#### Supplied data

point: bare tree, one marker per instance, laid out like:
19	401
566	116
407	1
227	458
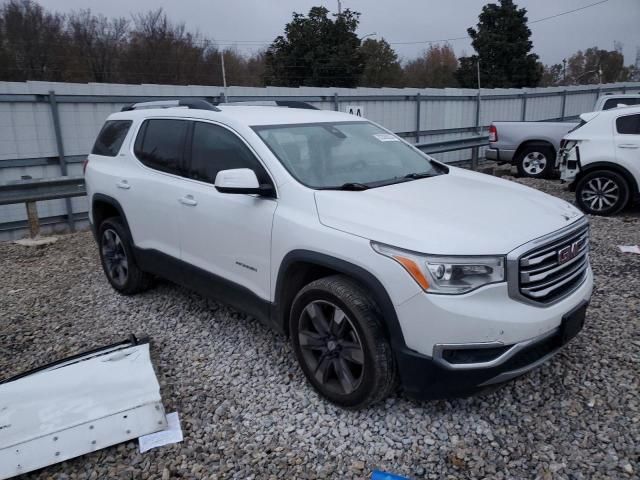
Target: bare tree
98	43
436	67
35	43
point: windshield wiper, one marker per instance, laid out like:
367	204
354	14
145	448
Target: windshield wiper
350	186
415	176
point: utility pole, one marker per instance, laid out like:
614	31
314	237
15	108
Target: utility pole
224	75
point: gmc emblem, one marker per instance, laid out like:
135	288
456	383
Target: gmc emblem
569	252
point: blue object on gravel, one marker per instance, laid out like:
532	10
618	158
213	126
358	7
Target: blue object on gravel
378	475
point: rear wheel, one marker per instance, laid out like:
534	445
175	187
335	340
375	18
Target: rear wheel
338	339
602	192
118	262
536	161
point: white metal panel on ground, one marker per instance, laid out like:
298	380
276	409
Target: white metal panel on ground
78	406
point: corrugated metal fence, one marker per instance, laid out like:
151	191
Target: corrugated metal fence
46	129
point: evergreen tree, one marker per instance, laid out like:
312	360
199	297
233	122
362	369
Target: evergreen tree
316	51
503	46
381	65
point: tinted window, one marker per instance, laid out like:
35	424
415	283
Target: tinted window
614	102
160	144
111	137
215	148
629	124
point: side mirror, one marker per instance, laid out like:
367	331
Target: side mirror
241	180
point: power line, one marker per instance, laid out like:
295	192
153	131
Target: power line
532	21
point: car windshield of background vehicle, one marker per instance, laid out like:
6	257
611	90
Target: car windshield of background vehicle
345	155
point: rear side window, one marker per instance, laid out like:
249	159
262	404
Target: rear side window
160	145
629	124
111	137
614	102
215	148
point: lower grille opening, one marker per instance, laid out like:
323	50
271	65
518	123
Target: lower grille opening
534	352
473	355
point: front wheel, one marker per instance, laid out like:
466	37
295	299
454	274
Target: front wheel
602	192
118	262
338	339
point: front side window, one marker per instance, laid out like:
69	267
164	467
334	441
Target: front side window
345	155
215	148
111	137
160	144
629	124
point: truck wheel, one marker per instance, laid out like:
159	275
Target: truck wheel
339	341
602	192
118	262
536	161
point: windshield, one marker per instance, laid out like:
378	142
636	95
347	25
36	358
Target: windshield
345	154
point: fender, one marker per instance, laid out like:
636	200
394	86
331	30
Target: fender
367	279
628	176
99	197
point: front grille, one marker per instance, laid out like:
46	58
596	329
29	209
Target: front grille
554	270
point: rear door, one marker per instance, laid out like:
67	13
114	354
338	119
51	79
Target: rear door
229	235
150	192
627	143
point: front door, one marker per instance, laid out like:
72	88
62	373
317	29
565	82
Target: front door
228	235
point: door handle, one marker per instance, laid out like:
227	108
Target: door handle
188	200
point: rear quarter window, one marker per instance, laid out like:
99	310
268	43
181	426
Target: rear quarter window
628	124
111	137
614	102
160	145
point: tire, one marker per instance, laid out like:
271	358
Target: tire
118	261
341	346
536	161
602	192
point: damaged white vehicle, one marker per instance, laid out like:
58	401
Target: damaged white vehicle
78	405
600	159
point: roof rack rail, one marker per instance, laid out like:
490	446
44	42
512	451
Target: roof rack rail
194	103
273	103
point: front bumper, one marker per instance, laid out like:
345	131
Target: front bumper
427	378
523	335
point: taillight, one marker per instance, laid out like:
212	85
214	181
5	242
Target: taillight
493	133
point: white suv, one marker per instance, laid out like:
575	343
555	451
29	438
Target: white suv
382	265
600	159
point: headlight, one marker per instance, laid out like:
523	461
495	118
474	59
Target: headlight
443	274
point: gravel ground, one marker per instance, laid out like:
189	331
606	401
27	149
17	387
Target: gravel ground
247	411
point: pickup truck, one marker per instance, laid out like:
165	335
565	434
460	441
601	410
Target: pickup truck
532	146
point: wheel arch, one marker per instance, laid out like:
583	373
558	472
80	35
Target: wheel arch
609	166
103	207
300	267
533	143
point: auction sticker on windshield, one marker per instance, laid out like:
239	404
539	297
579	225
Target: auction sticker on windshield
386	137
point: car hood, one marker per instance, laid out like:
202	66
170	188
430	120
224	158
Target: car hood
460	213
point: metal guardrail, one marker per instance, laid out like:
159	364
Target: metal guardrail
474	143
30	191
23	191
452	145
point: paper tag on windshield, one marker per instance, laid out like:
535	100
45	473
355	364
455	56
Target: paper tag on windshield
386	137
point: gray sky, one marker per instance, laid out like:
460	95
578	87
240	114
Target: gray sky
249	24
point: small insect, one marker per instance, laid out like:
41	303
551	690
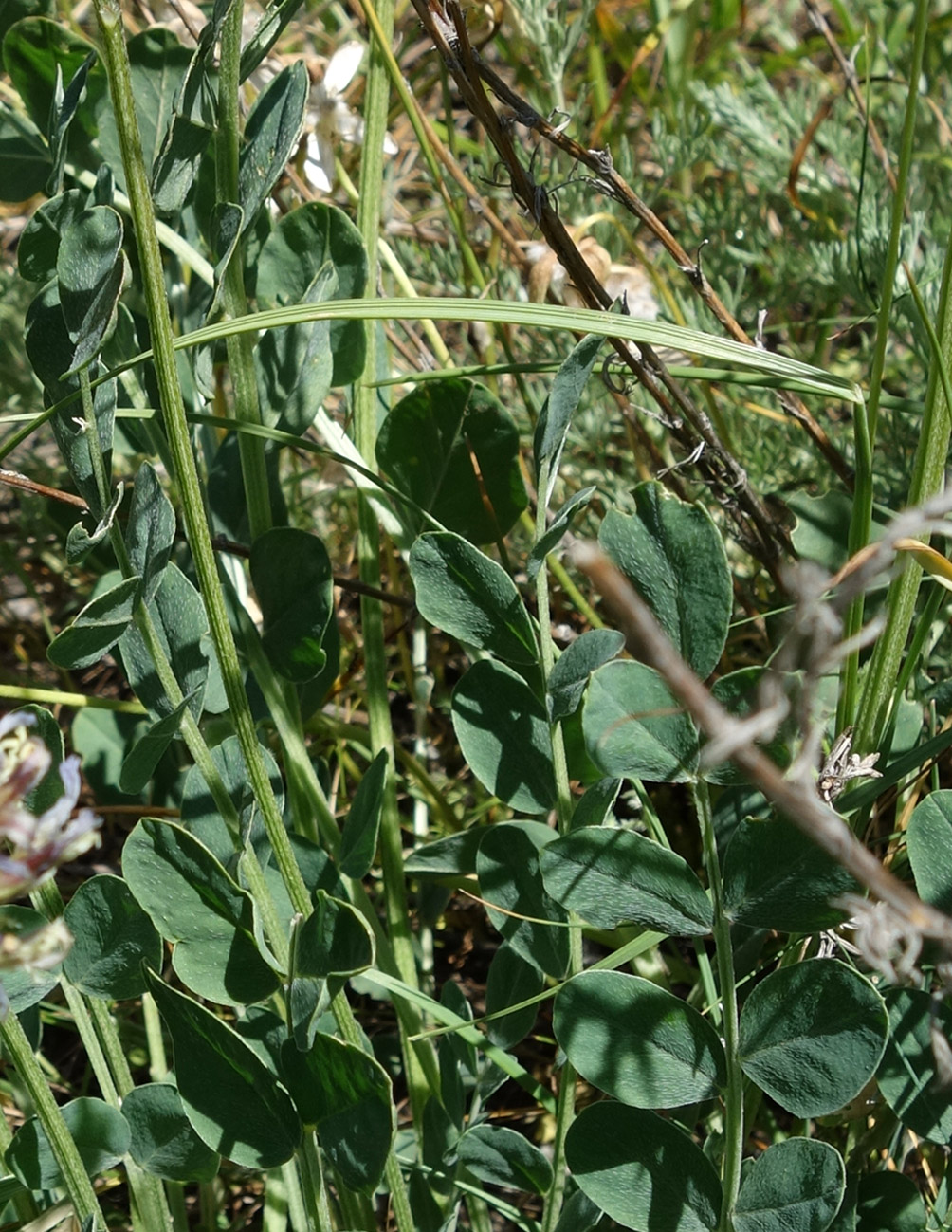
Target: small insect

########

Give the records back exactly. Leave the pictures out.

> **Result for this exercise**:
point: bare tree, one marker per instance, laid out like:
19	401
566	116
407	1
227	458
Target: bare tree
98	43
436	67
35	43
point: windshield wiper, one marker per instance, laid out like:
367	204
354	14
145	448
Target: windshield wiper
350	186
415	176
point: utility pole, one marker per instance, laid out like:
614	31
314	237
15	108
Target: utility pole
224	75
point: gmc emblem, one marker per instance, laid out like:
135	288
456	383
Target: gmc emblem
569	252
point: blue object on gravel, one marker per instance, laid out like:
532	10
618	158
213	126
358	7
Target: blue object on gravel
378	475
point: rear wheel, one marker per instance, laid out like:
534	445
175	187
335	340
375	18
Target: rear wheel
338	339
602	192
118	262
536	161
point: white metal panel on ground, one marker per instance, laid out like:
298	380
276	409
Target: white metal panel on ground
78	406
point: corrugated metal fence, one marker per instance, laid out like:
151	191
Target: corrugated metal fence
46	129
point: evergreen tree, one marker per instance, laid out like:
312	360
199	297
233	122
362	369
Target: evergreen tree
316	51
503	46
381	65
point: tinted window, one marker per instance, laid out like:
35	424
415	283
Target: tinted window
614	102
160	144
111	137
215	148
629	124
point: side mirror, one marker per instance, laid out like:
367	331
Target: side mirror
241	180
point: power line, one marker per instance, laid out like:
295	192
153	131
Target: power line
532	21
point: car windshield of background vehicle, one marker per instance, laid out like:
6	257
611	90
Target: car windshield of background vehicle
345	155
point: rear side window, one marker per instance, laid out like:
249	159
262	404
Target: rear side window
160	145
629	124
111	137
614	102
215	148
point: lower grille opening, one marker per instance, laid out like:
323	50
271	65
518	123
Target: lower grille opening
534	352
473	355
point: front wheel, one marker per instance, laid out like:
466	37
295	299
454	274
Target: front wheel
602	192
118	262
338	339
point: front side window, one marker per instance, laid out like:
69	267
164	467
334	441
Target: front side window
345	155
215	148
111	137
160	144
629	124
point: truck wheel, one marker per instance, laid out like:
159	275
Target: truck wheel
339	341
602	192
118	262
536	161
point: windshield, one marker per instance, laid out like:
378	142
636	95
347	25
36	358
Target: windshield
345	154
point: fender, one marker per instance, laid out like:
636	200
394	86
331	30
Target: fender
367	279
628	176
99	197
point: front grille, one marker per instance, laid out like:
46	58
596	329
29	209
Target: front grille
554	270
point: rear door, one marker per instance, laid out like:
67	13
114	354
338	119
51	79
Target: rear door
229	235
150	192
627	143
point: front door, one marker per instance, laid out like:
72	88
62	373
317	29
565	82
Target: front door
228	235
point: door handle, one marker per instance, laid out like:
227	108
Target: door handle
188	200
point: rear quarter window, one marker per instance, laid out like:
99	310
268	43
181	426
Target: rear quarter window
628	124
111	137
614	102
160	145
point: tire, one marker per instance, laid out like:
271	358
Target: tire
118	261
341	346
536	161
602	192
point: damaged white vehicle, one marker per instance, laid out like:
58	401
Target: damaged white vehicle
78	405
600	159
point: roof rack rail, one marker per instance, laid out like:
490	446
44	42
512	451
Target: roof rack rail
194	103
273	103
point: front bumper, one marker per instance, laid out like:
345	131
Target: front bumper
427	378
523	335
point: taillight, one marker per instance, laid out like:
212	85
214	181
5	242
Target: taillight
493	133
point: white suv, one marker per instance, laid out like:
575	343
555	451
29	438
Target: white suv
382	265
600	159
point: headlight, one marker per instance, laid out like:
523	461
495	118
474	59
Target: headlight
443	274
point: gravel ground, one marker per instance, laid out like:
189	331
606	401
27	149
17	387
Target: gravel ground
247	411
point: pickup truck, one marker per instance, laid out like:
165	335
565	434
460	441
601	410
Target: pickup truck
532	146
point: wheel arch, one marker per instance, laid out like:
583	373
558	472
80	35
Target: wheel arch
609	166
103	207
300	267
533	143
point: auction sticker on windshield, one marker per instance, laid out like:
239	404
539	297
579	225
Target: auction sticker on windshield
386	137
point: car hood, one marker per instance, laid out like:
202	66
170	188
430	120
224	158
Target: car hood
460	213
point: metal guardrail, one marker per instance, laid out like:
159	364
Target: metal guardrail
474	143
30	191
23	191
452	145
point: paper tag on windshield, one marker per instance, laid out like:
535	100
45	473
355	364
455	56
Target: paper tag on windshield
386	137
point: gray sky, one marker per instance, laid out like:
460	95
578	87
240	114
Target: gray sky
249	24
point: small insect, one marker per instance, laid out like:
41	303
551	690
Target: small insect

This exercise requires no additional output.